## REQUEST
Reproduce all the entries below character for character, leaving out the pictures.

## RECORDS SHOWN
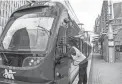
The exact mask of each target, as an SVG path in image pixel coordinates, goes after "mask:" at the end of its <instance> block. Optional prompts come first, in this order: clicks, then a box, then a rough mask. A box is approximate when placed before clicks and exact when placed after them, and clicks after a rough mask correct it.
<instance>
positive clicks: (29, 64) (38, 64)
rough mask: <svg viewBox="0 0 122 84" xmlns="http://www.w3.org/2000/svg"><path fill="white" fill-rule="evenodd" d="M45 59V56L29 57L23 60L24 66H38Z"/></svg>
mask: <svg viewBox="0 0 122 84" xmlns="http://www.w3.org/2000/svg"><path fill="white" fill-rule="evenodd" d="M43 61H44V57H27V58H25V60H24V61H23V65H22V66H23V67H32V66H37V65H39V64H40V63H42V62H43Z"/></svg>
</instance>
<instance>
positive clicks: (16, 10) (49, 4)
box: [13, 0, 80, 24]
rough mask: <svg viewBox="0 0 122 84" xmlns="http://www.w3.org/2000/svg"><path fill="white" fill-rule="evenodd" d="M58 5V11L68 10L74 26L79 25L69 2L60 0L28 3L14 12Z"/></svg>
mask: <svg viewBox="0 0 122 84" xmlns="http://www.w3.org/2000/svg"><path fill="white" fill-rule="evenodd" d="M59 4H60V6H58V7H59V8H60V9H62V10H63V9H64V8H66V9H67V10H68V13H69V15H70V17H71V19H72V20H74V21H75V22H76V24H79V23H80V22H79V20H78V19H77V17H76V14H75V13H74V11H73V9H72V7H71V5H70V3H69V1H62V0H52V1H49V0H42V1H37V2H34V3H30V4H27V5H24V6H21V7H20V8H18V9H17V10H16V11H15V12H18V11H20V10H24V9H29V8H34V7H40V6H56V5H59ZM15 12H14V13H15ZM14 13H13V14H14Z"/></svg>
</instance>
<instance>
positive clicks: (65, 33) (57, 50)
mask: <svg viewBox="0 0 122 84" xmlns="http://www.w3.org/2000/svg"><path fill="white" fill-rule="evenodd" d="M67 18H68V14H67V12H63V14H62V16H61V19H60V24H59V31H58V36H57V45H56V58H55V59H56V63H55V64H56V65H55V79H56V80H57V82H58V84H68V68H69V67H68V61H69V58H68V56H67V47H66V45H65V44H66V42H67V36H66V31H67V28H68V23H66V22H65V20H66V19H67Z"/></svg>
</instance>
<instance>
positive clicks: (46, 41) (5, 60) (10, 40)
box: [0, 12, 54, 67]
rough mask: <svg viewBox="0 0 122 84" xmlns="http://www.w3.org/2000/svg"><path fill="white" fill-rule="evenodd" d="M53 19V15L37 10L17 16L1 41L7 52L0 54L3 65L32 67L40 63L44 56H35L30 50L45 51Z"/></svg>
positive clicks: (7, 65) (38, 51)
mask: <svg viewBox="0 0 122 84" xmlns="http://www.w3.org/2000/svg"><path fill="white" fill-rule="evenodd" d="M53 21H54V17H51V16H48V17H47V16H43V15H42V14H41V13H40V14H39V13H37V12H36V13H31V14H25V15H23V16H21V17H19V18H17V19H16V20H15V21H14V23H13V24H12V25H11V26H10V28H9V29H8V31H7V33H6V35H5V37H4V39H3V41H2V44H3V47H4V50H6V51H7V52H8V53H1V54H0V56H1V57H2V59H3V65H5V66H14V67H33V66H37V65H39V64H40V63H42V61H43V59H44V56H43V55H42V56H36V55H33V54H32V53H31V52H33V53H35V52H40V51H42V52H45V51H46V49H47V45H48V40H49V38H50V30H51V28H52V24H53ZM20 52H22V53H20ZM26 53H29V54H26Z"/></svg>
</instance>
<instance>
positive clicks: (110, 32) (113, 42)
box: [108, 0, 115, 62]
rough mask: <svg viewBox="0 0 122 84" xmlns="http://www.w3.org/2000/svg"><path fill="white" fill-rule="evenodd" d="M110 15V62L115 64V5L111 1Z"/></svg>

## SOLUTION FOR THIS TASK
The exact mask of each target, as an SVG path in image pixel coordinates, goes after "mask:" at the end of its <instance> block. Optional prompts come first, in this order: clicks, then a box, then a rough mask. A box is approximate when placed before clicks and exact when placed after them, and clicks after a rough mask correct it.
<instance>
positive clicks: (29, 64) (38, 64)
rough mask: <svg viewBox="0 0 122 84" xmlns="http://www.w3.org/2000/svg"><path fill="white" fill-rule="evenodd" d="M45 59V56L29 57L23 60L24 66H38Z"/></svg>
mask: <svg viewBox="0 0 122 84" xmlns="http://www.w3.org/2000/svg"><path fill="white" fill-rule="evenodd" d="M43 61H44V57H27V58H25V60H24V61H23V65H22V66H23V67H32V66H37V65H39V64H40V63H42V62H43Z"/></svg>
</instance>
<instance>
positive clicks: (16, 10) (49, 4)
box: [13, 0, 80, 24]
rough mask: <svg viewBox="0 0 122 84" xmlns="http://www.w3.org/2000/svg"><path fill="white" fill-rule="evenodd" d="M58 5V11L68 10L74 26L79 25L69 2L60 0L28 3L14 12Z"/></svg>
mask: <svg viewBox="0 0 122 84" xmlns="http://www.w3.org/2000/svg"><path fill="white" fill-rule="evenodd" d="M59 4H60V6H58V7H59V8H60V9H62V10H63V9H64V8H66V9H67V10H68V13H69V15H70V17H71V19H72V20H74V21H75V22H76V24H79V23H80V22H79V20H78V19H77V17H76V14H75V13H74V11H73V9H72V7H71V5H70V3H69V1H62V0H52V1H49V0H42V1H37V2H34V3H30V4H27V5H24V6H21V7H20V8H18V9H17V10H16V11H15V12H18V11H20V10H24V9H29V8H34V7H40V6H56V5H59ZM15 12H14V13H15ZM14 13H13V14H14Z"/></svg>
</instance>
<instance>
positive clicks: (65, 33) (57, 50)
mask: <svg viewBox="0 0 122 84" xmlns="http://www.w3.org/2000/svg"><path fill="white" fill-rule="evenodd" d="M67 18H68V14H67V12H63V14H62V16H61V19H60V24H59V31H58V36H57V45H56V58H55V59H56V63H55V64H56V65H55V79H56V80H57V82H58V84H68V68H69V67H68V61H69V58H68V56H67V47H66V45H65V44H66V42H67V36H66V31H67V28H68V23H66V22H65V20H66V19H67Z"/></svg>
</instance>
<instance>
positive clicks: (46, 41) (5, 60) (10, 40)
box: [0, 12, 54, 67]
rough mask: <svg viewBox="0 0 122 84" xmlns="http://www.w3.org/2000/svg"><path fill="white" fill-rule="evenodd" d="M53 19V15L37 10L17 16L1 41L7 52L0 54L3 65L32 67L40 63L44 56H35L30 50L45 51Z"/></svg>
positive clicks: (7, 65) (38, 51)
mask: <svg viewBox="0 0 122 84" xmlns="http://www.w3.org/2000/svg"><path fill="white" fill-rule="evenodd" d="M53 21H54V17H51V16H48V17H47V16H43V15H42V14H41V13H40V14H39V13H37V12H36V13H31V14H25V15H23V16H21V17H19V18H17V19H16V20H15V21H14V23H13V24H12V25H11V26H10V28H9V29H8V31H7V33H6V35H5V37H4V39H3V41H2V44H3V47H4V50H6V51H7V52H8V53H1V54H0V56H1V57H2V59H3V65H5V66H14V67H33V66H37V65H39V64H40V63H42V61H43V59H44V56H43V55H42V56H36V55H33V54H32V53H31V52H33V53H35V52H40V51H42V52H45V51H46V49H47V45H48V40H49V38H50V30H51V28H52V24H53ZM20 52H22V53H20ZM26 53H29V54H26Z"/></svg>
</instance>
<instance>
positive clicks: (110, 32) (113, 42)
box: [108, 0, 115, 62]
rough mask: <svg viewBox="0 0 122 84" xmlns="http://www.w3.org/2000/svg"><path fill="white" fill-rule="evenodd" d="M110 15V62L115 64V5L111 1Z"/></svg>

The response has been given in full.